Exercise task => Format the rows from the line with "Where can the foliage" to the line with "Target: foliage" as a numbered list, with blank lines left out.

Labeled-object pointing rows
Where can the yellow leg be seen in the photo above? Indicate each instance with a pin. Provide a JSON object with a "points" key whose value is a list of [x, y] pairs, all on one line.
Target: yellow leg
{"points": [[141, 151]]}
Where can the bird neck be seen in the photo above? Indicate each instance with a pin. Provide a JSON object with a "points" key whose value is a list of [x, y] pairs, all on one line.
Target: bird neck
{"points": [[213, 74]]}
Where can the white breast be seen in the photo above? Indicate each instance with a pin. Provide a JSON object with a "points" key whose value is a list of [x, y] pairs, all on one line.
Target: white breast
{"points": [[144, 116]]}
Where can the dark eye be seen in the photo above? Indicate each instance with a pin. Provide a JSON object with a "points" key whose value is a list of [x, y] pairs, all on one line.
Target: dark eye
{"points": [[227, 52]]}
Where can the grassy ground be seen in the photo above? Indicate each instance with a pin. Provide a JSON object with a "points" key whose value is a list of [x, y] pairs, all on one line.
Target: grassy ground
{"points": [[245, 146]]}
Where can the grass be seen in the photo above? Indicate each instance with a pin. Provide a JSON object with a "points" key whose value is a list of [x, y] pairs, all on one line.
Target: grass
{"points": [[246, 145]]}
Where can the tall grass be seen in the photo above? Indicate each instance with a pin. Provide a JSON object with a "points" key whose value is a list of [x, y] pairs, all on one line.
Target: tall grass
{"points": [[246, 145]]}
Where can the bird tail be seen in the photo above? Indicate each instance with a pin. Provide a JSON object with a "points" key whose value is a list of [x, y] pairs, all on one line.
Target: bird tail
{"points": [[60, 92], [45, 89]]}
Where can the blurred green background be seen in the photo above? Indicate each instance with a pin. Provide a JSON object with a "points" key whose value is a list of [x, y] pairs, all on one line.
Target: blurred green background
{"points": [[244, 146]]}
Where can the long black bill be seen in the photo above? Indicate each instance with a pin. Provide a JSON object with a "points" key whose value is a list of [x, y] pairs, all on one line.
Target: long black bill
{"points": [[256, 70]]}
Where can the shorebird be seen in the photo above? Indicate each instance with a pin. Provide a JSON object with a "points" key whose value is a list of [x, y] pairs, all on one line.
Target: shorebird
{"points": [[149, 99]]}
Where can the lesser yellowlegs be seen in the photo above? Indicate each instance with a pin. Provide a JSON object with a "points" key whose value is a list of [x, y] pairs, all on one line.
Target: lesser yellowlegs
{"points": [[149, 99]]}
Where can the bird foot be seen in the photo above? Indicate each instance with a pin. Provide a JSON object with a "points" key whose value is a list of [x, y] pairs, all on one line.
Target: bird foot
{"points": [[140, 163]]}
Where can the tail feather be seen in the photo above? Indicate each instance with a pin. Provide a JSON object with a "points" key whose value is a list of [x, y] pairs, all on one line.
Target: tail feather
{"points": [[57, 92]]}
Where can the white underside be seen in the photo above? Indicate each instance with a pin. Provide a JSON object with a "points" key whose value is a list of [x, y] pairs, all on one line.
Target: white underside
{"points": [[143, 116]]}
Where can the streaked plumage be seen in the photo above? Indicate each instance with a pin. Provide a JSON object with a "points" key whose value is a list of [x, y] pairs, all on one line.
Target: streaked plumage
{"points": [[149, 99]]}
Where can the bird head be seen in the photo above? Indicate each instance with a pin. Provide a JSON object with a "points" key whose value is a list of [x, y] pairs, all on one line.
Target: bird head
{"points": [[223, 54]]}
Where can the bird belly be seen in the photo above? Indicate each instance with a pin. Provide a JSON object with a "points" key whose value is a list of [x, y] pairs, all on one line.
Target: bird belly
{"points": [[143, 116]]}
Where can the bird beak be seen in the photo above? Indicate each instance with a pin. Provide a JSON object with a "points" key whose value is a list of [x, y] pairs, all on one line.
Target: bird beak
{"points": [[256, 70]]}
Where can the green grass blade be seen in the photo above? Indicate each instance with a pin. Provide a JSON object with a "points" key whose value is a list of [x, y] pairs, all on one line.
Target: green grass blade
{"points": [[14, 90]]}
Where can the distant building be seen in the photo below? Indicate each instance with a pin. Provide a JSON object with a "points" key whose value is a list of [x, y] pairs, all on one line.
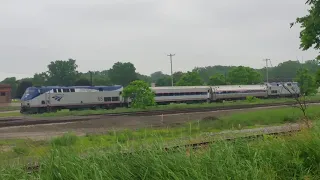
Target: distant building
{"points": [[5, 93]]}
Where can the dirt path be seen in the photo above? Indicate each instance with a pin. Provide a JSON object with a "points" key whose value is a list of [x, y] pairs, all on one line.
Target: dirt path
{"points": [[103, 125]]}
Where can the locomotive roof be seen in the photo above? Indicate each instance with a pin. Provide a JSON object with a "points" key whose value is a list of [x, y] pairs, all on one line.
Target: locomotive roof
{"points": [[240, 87], [104, 88], [179, 87]]}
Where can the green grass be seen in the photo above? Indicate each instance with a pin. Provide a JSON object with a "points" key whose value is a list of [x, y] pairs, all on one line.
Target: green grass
{"points": [[295, 157], [158, 107], [9, 108], [128, 139], [170, 106]]}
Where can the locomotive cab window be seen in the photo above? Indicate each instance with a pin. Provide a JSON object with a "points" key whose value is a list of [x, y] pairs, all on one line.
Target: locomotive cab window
{"points": [[107, 99], [115, 98]]}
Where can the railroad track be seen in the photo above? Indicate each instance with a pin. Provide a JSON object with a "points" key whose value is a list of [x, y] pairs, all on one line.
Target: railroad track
{"points": [[23, 121], [259, 132]]}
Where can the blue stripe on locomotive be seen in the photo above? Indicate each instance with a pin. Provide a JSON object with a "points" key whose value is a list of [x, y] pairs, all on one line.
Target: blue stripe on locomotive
{"points": [[33, 92]]}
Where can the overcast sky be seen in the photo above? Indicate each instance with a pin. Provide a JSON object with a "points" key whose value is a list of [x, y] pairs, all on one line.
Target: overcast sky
{"points": [[98, 33]]}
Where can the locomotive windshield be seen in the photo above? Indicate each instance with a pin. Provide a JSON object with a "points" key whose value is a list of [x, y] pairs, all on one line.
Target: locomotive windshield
{"points": [[30, 93]]}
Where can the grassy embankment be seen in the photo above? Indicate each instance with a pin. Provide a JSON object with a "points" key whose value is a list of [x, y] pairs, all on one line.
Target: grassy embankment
{"points": [[269, 158], [159, 107]]}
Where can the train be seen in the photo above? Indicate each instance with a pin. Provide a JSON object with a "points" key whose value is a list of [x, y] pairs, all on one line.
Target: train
{"points": [[53, 98]]}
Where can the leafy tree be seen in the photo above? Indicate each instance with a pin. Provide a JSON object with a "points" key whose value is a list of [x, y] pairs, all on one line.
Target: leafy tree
{"points": [[12, 81], [207, 72], [190, 79], [62, 73], [144, 78], [310, 25], [177, 76], [244, 75], [140, 94], [98, 78], [306, 82], [217, 79], [122, 73], [82, 82], [164, 81], [318, 78], [23, 85], [40, 79], [157, 75]]}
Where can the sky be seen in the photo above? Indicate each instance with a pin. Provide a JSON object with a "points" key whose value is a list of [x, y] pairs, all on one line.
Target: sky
{"points": [[98, 33]]}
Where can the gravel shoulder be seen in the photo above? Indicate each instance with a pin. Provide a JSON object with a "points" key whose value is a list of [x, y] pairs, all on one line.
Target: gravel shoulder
{"points": [[104, 124]]}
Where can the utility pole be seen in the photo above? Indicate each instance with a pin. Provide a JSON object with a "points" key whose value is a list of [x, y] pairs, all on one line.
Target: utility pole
{"points": [[90, 77], [267, 68], [171, 67]]}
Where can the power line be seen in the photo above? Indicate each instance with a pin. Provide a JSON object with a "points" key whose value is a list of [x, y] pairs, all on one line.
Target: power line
{"points": [[171, 67], [267, 68]]}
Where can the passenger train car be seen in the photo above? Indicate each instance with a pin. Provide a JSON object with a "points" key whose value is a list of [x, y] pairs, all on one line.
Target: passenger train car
{"points": [[53, 98]]}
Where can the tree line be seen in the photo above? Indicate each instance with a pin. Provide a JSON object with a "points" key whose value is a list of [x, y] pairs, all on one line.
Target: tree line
{"points": [[65, 73]]}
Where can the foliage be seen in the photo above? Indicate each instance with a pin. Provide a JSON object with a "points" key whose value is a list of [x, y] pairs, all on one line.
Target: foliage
{"points": [[99, 78], [144, 78], [177, 76], [209, 71], [66, 140], [157, 75], [217, 79], [190, 79], [164, 81], [122, 73], [244, 75], [82, 82], [12, 81], [62, 73], [40, 79], [140, 94], [310, 25], [318, 77], [286, 157], [23, 85], [306, 82]]}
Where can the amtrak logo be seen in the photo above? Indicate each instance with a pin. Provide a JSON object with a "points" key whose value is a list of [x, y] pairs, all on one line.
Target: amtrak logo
{"points": [[58, 97]]}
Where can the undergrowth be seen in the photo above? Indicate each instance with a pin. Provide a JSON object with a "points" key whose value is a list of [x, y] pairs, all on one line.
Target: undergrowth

Exercise result =>
1. Where can the foliage be seen in the photo above? Indicate each instance with a pin. Provide a JSON object with a "points" key whose value is a list of [x, y] pairs, all on one line.
2. Target: foliage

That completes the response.